[Source records]
-- Begin --

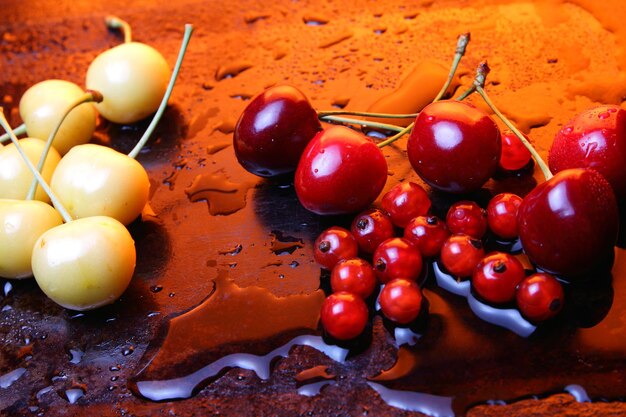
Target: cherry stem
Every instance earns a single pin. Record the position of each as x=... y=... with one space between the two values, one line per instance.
x=88 y=97
x=479 y=83
x=170 y=87
x=53 y=197
x=114 y=22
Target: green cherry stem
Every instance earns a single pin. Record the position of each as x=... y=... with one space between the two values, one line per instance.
x=114 y=22
x=170 y=87
x=88 y=97
x=55 y=200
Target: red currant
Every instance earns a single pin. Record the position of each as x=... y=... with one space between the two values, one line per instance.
x=467 y=217
x=344 y=315
x=460 y=254
x=540 y=297
x=401 y=300
x=405 y=201
x=496 y=277
x=333 y=245
x=397 y=258
x=427 y=233
x=370 y=228
x=354 y=275
x=502 y=215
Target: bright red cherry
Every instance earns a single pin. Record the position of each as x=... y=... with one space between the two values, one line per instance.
x=502 y=215
x=496 y=277
x=540 y=297
x=353 y=275
x=405 y=201
x=344 y=315
x=468 y=218
x=568 y=224
x=370 y=228
x=397 y=258
x=341 y=171
x=401 y=300
x=273 y=131
x=454 y=146
x=427 y=233
x=333 y=245
x=460 y=254
x=595 y=138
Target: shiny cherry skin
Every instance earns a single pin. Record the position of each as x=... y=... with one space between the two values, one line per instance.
x=468 y=218
x=397 y=258
x=273 y=131
x=401 y=300
x=405 y=201
x=353 y=275
x=334 y=244
x=454 y=146
x=370 y=228
x=460 y=254
x=568 y=225
x=502 y=215
x=595 y=138
x=428 y=233
x=496 y=277
x=344 y=315
x=341 y=171
x=540 y=297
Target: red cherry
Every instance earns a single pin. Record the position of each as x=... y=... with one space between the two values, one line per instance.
x=333 y=245
x=353 y=275
x=397 y=258
x=502 y=215
x=370 y=228
x=568 y=224
x=405 y=201
x=460 y=254
x=595 y=138
x=514 y=155
x=540 y=297
x=401 y=300
x=273 y=131
x=341 y=171
x=468 y=218
x=496 y=277
x=454 y=146
x=344 y=315
x=427 y=233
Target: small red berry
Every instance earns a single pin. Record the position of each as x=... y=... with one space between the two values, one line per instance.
x=344 y=315
x=401 y=300
x=540 y=297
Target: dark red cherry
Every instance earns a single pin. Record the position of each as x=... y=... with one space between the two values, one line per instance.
x=401 y=300
x=540 y=297
x=568 y=224
x=496 y=277
x=468 y=218
x=344 y=315
x=370 y=228
x=354 y=275
x=397 y=258
x=454 y=146
x=502 y=215
x=460 y=254
x=273 y=131
x=427 y=233
x=405 y=201
x=341 y=171
x=595 y=138
x=333 y=245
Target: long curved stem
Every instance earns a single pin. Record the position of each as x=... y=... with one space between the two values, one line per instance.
x=55 y=200
x=157 y=116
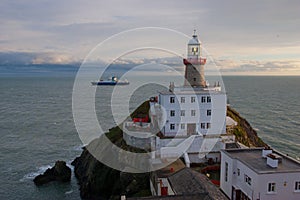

-- End --

- **DIRECTIONS FOR THIS TASK**
Rewrite each line of the items above as a Markdown table with two columns, Row for the row number and Line for the line itself, leaving out any blank lines. Do not include the pictures in the table.

- **TASK OUTPUT**
| Row | Line |
|---|---|
| 1 | Target: cherry stem |
| 2 | Every instance earns a single pin. Record the position of each as x=... y=... with one space between the two values, one line per instance. |
| 3 | x=88 y=97 |
| 4 | x=479 y=83 |
| 5 | x=170 y=87 |
| 6 | x=53 y=197 |
| 7 | x=114 y=22 |
| 8 | Target: green cherry stem |
| 9 | Every instance earns a single pin. Record the position of each as x=... y=... with one space between the two values, one line per instance. |
| 10 | x=114 y=22 |
| 11 | x=170 y=87 |
| 12 | x=88 y=97 |
| 13 | x=55 y=200 |
| 14 | Target: red currant |
| 15 | Every instance earns a single pin. Record the position of each as x=... y=... with one space between the two values, one line per instance. |
| 16 | x=467 y=217 |
| 17 | x=344 y=315 |
| 18 | x=460 y=254 |
| 19 | x=540 y=297 |
| 20 | x=401 y=300 |
| 21 | x=405 y=201 |
| 22 | x=496 y=277 |
| 23 | x=333 y=245 |
| 24 | x=397 y=258 |
| 25 | x=427 y=233 |
| 26 | x=370 y=228 |
| 27 | x=354 y=275 |
| 28 | x=502 y=215 |
| 29 | Target: bright red cherry |
| 30 | Every instance earns a single pin. Record the position of each as x=... y=... with one space between the two values, one line per instance. |
| 31 | x=502 y=215 |
| 32 | x=496 y=277 |
| 33 | x=540 y=297 |
| 34 | x=353 y=275 |
| 35 | x=405 y=201 |
| 36 | x=344 y=315 |
| 37 | x=468 y=218 |
| 38 | x=568 y=224 |
| 39 | x=370 y=228 |
| 40 | x=397 y=258 |
| 41 | x=341 y=171 |
| 42 | x=401 y=300 |
| 43 | x=273 y=131 |
| 44 | x=454 y=146 |
| 45 | x=427 y=233 |
| 46 | x=333 y=245 |
| 47 | x=460 y=254 |
| 48 | x=595 y=138 |
| 49 | Target: shiny cherry skin |
| 50 | Every instance earns a single pin. Record the position of each as x=... y=... with one space between the two values, one line per instance. |
| 51 | x=468 y=218 |
| 52 | x=397 y=258 |
| 53 | x=273 y=131 |
| 54 | x=401 y=300 |
| 55 | x=405 y=201 |
| 56 | x=353 y=275 |
| 57 | x=334 y=244 |
| 58 | x=454 y=146 |
| 59 | x=370 y=228 |
| 60 | x=460 y=254 |
| 61 | x=568 y=225 |
| 62 | x=502 y=215 |
| 63 | x=595 y=138 |
| 64 | x=428 y=233 |
| 65 | x=496 y=277 |
| 66 | x=344 y=315 |
| 67 | x=341 y=171 |
| 68 | x=540 y=297 |
| 69 | Target: red cherry |
| 70 | Every instance earns a single pin. Record the position of each as x=... y=... with one space between the two values, one line per instance. |
| 71 | x=333 y=245 |
| 72 | x=353 y=275 |
| 73 | x=397 y=258 |
| 74 | x=502 y=215 |
| 75 | x=370 y=228 |
| 76 | x=568 y=224 |
| 77 | x=405 y=201 |
| 78 | x=460 y=254 |
| 79 | x=595 y=138 |
| 80 | x=514 y=155 |
| 81 | x=540 y=297 |
| 82 | x=401 y=300 |
| 83 | x=273 y=131 |
| 84 | x=341 y=171 |
| 85 | x=468 y=218 |
| 86 | x=496 y=277 |
| 87 | x=454 y=146 |
| 88 | x=344 y=315 |
| 89 | x=427 y=233 |
| 90 | Target: small red berry |
| 91 | Every instance earns a single pin. Record the position of each as x=... y=... with one space between the two values, one line per instance. |
| 92 | x=344 y=315 |
| 93 | x=401 y=300 |
| 94 | x=540 y=297 |
| 95 | Target: dark red cherry |
| 96 | Every instance earns a single pin. Record the position of each as x=... y=... with one space between the two values, one line per instance. |
| 97 | x=401 y=300 |
| 98 | x=540 y=297 |
| 99 | x=568 y=224 |
| 100 | x=496 y=277 |
| 101 | x=468 y=218 |
| 102 | x=344 y=315 |
| 103 | x=370 y=228 |
| 104 | x=354 y=275 |
| 105 | x=397 y=258 |
| 106 | x=454 y=146 |
| 107 | x=502 y=215 |
| 108 | x=460 y=254 |
| 109 | x=273 y=131 |
| 110 | x=427 y=233 |
| 111 | x=405 y=201 |
| 112 | x=341 y=171 |
| 113 | x=595 y=138 |
| 114 | x=333 y=245 |
| 115 | Target: long curved stem |
| 116 | Every instance earns a single pin. Record the position of each as x=... y=... with one space between the two values, one line per instance. |
| 117 | x=55 y=200 |
| 118 | x=157 y=116 |